### Textauszug
32Auch dass die Täter die unübersichtliche Situation der Silvesternacht auf der Hohenzollernbrücke zur Begehung ihrer Tat ausgenutzt haben, fiel insoweit negativ ins Gewicht.
33Strafschärfend wirkte sich weiter die Hochwertigkeit der Tatbeute aus. Dem Geschädigten, einem Touristen aus K., wurde seine mehrere Hundert Euro teure Kamera entwendet, was für diesen einen deutlichen Verlust und eine erhebliche Beeinträchtigung seiner Reise nach Köln dargestellt haben dürfte.
34Schließlich war unter dem Aspekt der Generalprävention zu berücksichtigen, dass dem Verfahren große Aufmerksamkeit zuteil wurde und die Bestrafung des Angeklagten eine gewisse Signalwirkung entfalten dürfte. Diese erhöhte Außenwirkung machte es notwendig, eine tat- und schuldangemessene Strafe zu finden, die zudem eine gewisse Abschreckungswirkung entfaltet, um dem rapide angewachsenen Phänomen des mittäterschaftlich begangenen Taschendiebstahls in größeren Menschenmengen wirksam Einhalt zu gebieten.
35Insgesamt hielt das Gericht eine
36Freiheitsstrafe von drei Monaten
37für tat- und schuldangemessen.

### Aufgabe 1
Filtere aus den Datensätzen jede Zeile heraus, in der die Zeichenfolge „reflection“ vorkommt, und gib diese Zeilen wieder. Groß- und Kleinschreibung ist dabei zu beachten.

### Die Datensätze
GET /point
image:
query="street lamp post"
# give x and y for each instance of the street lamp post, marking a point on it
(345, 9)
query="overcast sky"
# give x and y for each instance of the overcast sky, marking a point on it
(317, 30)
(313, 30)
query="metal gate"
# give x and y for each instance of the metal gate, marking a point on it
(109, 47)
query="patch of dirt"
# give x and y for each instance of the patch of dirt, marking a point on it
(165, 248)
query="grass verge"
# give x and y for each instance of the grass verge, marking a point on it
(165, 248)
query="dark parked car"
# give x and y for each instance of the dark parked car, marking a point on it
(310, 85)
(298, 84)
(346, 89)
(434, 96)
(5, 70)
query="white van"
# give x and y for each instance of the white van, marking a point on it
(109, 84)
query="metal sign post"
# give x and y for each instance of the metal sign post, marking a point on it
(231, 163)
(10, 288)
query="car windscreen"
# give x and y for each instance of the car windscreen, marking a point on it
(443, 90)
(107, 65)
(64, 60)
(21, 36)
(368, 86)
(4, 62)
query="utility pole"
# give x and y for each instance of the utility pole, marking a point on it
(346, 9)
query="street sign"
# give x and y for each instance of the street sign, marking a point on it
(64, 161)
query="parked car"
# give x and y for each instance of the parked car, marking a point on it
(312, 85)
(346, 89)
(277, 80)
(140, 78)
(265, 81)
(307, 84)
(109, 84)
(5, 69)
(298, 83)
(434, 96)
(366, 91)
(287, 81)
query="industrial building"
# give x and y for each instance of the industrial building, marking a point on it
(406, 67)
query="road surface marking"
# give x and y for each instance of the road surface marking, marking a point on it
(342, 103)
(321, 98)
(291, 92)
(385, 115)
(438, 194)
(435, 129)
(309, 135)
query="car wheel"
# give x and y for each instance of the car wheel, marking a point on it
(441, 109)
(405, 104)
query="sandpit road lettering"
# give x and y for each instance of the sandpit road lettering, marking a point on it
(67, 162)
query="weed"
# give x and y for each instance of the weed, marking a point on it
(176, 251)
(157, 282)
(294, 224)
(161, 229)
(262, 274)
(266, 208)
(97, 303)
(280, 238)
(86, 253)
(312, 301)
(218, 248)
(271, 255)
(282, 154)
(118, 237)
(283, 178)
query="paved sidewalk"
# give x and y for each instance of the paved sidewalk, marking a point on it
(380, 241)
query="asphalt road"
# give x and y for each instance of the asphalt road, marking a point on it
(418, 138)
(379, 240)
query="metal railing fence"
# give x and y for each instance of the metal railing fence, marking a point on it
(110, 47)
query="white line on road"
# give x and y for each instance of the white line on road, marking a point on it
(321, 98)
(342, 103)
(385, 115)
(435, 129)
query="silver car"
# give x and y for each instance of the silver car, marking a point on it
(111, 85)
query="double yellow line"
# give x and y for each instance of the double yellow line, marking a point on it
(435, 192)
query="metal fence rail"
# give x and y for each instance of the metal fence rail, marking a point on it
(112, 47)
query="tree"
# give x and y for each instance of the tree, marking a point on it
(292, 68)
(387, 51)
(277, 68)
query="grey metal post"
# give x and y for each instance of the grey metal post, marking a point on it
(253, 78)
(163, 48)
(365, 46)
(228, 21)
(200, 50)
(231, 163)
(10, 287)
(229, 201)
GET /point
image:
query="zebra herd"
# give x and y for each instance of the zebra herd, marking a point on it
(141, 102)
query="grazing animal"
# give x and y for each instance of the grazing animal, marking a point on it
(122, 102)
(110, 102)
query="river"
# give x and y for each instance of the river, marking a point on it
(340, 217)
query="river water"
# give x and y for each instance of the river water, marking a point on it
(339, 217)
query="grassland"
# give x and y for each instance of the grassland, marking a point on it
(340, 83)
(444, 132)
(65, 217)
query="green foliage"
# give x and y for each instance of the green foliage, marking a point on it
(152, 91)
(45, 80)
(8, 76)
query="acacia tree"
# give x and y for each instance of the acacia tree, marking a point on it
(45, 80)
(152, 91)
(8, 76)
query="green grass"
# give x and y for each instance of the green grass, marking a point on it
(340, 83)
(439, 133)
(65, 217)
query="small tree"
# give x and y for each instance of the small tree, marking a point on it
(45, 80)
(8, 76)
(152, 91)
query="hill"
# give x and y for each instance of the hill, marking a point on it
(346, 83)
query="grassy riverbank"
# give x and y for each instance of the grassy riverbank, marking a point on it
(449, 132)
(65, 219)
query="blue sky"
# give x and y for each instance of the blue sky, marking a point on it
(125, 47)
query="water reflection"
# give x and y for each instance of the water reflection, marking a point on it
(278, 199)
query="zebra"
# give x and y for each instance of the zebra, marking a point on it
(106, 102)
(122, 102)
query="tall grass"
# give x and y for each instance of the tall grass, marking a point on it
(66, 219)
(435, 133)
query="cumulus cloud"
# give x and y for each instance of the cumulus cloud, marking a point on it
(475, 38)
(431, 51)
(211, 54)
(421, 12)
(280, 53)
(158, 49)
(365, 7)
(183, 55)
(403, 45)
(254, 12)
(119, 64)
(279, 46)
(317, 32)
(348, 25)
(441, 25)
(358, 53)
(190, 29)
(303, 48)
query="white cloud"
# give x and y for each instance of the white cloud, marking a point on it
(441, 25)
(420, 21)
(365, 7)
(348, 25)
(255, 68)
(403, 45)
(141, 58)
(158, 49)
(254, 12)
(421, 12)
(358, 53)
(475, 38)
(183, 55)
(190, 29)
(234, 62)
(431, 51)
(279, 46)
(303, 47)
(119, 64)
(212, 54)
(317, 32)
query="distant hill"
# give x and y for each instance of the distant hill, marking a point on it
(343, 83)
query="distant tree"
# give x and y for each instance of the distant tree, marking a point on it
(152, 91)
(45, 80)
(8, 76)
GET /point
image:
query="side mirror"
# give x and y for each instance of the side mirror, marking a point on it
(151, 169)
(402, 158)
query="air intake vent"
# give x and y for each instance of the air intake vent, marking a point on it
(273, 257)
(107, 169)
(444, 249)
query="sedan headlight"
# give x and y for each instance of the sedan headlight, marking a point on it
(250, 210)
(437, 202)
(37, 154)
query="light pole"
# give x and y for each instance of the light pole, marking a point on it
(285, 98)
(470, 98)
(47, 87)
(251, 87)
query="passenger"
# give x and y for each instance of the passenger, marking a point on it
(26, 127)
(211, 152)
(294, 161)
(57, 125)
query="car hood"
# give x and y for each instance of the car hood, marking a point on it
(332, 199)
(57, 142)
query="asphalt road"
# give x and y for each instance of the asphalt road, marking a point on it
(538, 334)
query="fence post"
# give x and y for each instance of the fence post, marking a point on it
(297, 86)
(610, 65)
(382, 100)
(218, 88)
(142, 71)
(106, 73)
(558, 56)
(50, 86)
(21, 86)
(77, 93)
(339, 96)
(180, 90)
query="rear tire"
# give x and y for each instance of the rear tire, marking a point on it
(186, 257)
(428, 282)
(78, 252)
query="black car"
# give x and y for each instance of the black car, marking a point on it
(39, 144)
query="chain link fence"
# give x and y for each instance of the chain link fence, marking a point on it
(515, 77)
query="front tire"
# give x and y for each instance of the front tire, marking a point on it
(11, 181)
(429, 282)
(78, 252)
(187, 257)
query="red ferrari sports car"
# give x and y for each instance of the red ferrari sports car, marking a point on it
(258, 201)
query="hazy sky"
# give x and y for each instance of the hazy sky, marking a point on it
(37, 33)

### Aufgabe 2
Tippe den Textauszug zur Strafzumessung vollständig und ohne jede Änderung ab.

### Lösung 1
query="water reflection"
# give x and y for each instance of the water reflection, marking a point on it

### Lösung 2
32Auch dass die Täter die unübersichtliche Situation der Silvesternacht auf der Hohenzollernbrücke zur Begehung ihrer Tat ausgenutzt haben, fiel insoweit negativ ins Gewicht.
33Strafschärfend wirkte sich weiter die Hochwertigkeit der Tatbeute aus. Dem Geschädigten, einem Touristen aus K., wurde seine mehrere Hundert Euro teure Kamera entwendet, was für diesen einen deutlichen Verlust und eine erhebliche Beeinträchtigung seiner Reise nach Köln dargestellt haben dürfte.
34Schließlich war unter dem Aspekt der Generalprävention zu berücksichtigen, dass dem Verfahren große Aufmerksamkeit zuteil wurde und die Bestrafung des Angeklagten eine gewisse Signalwirkung entfalten dürfte. Diese erhöhte Außenwirkung machte es notwendig, eine tat- und schuldangemessene Strafe zu finden, die zudem eine gewisse Abschreckungswirkung entfaltet, um dem rapide angewachsenen Phänomen des mittäterschaftlich begangenen Taschendiebstahls in größeren Menschenmengen wirksam Einhalt zu gebieten.
35Insgesamt hielt das Gericht eine
36Freiheitsstrafe von drei Monaten
37für tat- und schuldangemessen.